== FRAGMENTO DEL DOCUMENTO ==
Si algo tengo claro es que
para la derecha, vía armada mediática, la lucha ideológica, ese terreno en el
que quizás por desacomplejada nos lleva una ventaja sideral, es una prioridad. Siempre
la tienen al fuego, bien burbujeante, con el objetivo, paradójico, de enfriar
la gran lucha inmemorial, básica y esencial: la de clases.
Una de las maneras más
simples de lucha ideológica para la derecha es la vía del descrédito personal
del mensajero. Circunstancia que servirá para invalidar la totalidad del
mensaje y desencantar a aquellos que se acercan al fenómeno político con la
palabra creencia en el borde de los labios. No es raro oír, por ejemplo: “yo no
creo en los políticos”. Pues ya somos dos, oiga. Ni maldita falta que hace. Imaginemos
un líder de izquierdas que dice verdades como puños y del que un aciago día se
revela que su intachable palabra esta salpicada de deshonestidades diversas. Ese
líder tendría que ser removido y, si es necesario, responder ante la justicia
de sus tropelías. Pero sus palabras, sus denuncias o sus propuestas, seguirían
teniendo la misma veracidad. Sin embargo, somos conscientes de que a una parte
muy apreciable de la población, esa que necesita creer, el impacto le llevaría
a cuestionar el lote completo (mensajero y mensaje). Y sé que, lamentablemente,
el liderazgo de un proyecto, aunque la historia la protagonicen y la padezcan,
en mayor medida aún, los pueblos, es importantísimo. Me parece poco probable
que alguien en el ámbito de la izquierda transformadora discuta el incalculable
papel de Fidel en la revolución cubana, o de Chávez como desencadenante de la revolución
bolivariana. Incluso la magnitud de estos individuos hace que me pregunte lo
siguiente: ¿Esos procesos sociales habrían tenido el mismo recorrido sin sus
prominentes figuras? Y, ¡oh paradoja! es
una pregunta que me entristece, pues en sus países, como en tantos otros, la
realidad de miseria, opresión y desigualdad, ya estaba allí. Afortunadamente pienso
que tanto en Cuba como en Venezuela gran parte del pueblo ha pasado de la creencia
en uno u otro líder a la conciencia de la necesidad de un mundo más justo.
Alberto Garzón, líder de
una formación política, Izquierda Unida, nucleada alrededor del Partido
Comunista de España, es uno de esos que piensa que es necesario un mundo más
justo, un mundo socialista en el cuál no deberían existir dos grandes
aberraciones: la extrema riqueza que no se puede gastar en mil vidas y la
extrema pobreza que no te deja completar con dignidad una sola.
===
== REGISTROS ==
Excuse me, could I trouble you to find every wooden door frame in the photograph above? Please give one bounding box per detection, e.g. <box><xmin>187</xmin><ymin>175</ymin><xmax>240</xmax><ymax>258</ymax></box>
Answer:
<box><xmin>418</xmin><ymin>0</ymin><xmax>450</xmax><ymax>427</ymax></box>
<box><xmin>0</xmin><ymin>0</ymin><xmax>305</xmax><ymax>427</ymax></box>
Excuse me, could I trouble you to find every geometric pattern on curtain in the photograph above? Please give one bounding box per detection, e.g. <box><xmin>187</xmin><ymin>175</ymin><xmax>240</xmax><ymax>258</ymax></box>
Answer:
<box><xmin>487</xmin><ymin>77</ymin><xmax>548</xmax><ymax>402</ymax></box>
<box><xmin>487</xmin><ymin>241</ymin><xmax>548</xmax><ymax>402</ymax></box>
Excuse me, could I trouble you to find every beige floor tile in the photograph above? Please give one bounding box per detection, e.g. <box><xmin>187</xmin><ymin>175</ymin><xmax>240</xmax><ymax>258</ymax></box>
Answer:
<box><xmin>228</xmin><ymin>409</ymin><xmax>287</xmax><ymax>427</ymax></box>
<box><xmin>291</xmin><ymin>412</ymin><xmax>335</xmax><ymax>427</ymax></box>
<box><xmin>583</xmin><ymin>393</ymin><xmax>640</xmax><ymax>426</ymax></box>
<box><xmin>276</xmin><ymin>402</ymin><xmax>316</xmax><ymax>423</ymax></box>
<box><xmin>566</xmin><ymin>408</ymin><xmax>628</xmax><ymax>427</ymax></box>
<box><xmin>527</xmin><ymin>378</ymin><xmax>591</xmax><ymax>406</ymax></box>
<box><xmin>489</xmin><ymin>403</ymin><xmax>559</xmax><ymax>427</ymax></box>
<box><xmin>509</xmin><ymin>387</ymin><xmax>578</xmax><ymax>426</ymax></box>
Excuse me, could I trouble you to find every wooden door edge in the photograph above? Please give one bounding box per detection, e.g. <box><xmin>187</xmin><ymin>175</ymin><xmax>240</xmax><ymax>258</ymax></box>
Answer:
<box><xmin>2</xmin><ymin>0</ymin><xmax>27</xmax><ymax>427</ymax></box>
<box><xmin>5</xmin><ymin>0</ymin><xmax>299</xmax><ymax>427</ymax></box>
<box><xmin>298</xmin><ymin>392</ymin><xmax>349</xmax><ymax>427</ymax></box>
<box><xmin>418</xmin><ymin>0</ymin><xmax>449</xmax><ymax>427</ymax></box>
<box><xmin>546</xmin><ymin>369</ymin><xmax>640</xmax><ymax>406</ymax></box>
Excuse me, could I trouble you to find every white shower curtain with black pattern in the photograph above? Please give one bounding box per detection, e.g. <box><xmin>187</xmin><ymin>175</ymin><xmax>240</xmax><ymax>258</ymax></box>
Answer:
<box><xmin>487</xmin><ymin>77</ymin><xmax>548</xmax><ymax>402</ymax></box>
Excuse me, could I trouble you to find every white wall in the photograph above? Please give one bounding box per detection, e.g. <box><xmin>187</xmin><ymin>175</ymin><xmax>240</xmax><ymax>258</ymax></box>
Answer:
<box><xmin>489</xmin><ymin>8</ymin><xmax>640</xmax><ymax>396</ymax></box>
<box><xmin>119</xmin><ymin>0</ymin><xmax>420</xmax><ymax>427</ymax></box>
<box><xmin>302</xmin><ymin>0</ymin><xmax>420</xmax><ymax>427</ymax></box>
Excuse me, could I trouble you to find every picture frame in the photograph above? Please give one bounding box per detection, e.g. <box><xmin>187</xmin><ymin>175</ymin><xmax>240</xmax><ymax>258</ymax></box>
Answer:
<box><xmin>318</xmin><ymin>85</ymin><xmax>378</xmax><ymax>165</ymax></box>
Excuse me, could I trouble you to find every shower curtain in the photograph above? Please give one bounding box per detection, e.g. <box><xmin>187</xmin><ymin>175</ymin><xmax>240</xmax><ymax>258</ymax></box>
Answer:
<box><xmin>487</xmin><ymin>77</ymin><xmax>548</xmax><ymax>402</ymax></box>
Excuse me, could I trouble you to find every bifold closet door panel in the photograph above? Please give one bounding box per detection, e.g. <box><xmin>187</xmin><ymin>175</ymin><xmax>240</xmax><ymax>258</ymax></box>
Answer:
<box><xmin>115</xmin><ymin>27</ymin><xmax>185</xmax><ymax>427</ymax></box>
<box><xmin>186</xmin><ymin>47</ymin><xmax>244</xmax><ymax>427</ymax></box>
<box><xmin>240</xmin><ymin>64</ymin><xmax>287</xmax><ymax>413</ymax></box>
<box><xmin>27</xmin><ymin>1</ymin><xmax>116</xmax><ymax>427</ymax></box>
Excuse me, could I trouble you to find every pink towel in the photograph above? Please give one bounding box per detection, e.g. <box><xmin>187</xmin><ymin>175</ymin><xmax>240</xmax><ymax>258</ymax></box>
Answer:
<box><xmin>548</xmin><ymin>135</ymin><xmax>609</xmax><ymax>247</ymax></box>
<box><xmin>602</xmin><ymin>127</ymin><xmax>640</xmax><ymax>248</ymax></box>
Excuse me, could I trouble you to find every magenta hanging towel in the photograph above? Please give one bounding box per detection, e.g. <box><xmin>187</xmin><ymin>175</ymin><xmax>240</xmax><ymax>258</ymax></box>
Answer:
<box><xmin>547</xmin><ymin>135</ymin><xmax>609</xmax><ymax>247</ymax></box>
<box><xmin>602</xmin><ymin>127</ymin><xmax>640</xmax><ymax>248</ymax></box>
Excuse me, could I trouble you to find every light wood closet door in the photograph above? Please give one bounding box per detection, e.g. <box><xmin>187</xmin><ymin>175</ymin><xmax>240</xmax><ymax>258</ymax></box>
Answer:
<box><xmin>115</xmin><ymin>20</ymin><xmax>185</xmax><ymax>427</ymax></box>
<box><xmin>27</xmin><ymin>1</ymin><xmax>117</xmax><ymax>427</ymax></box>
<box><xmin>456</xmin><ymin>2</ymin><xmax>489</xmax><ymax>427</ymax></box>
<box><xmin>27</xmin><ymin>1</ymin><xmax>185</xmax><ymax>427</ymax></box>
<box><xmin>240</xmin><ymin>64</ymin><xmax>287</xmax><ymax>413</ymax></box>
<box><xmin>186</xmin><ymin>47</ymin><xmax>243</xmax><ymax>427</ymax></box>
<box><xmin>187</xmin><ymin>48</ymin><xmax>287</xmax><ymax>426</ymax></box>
===
▶ **PROBLEMA A RESOLVER**: Según el fragmento del documento, ¿cuáles son las dos aberraciones que no deberían existir en el mundo socialista que Alberto Garzón considera necesario?

▶ **ESPACIO DE RESPUESTA**: La extrema riqueza que no se puede gastar en mil vidas y la extrema pobreza que no te deja completar con dignidad una sola.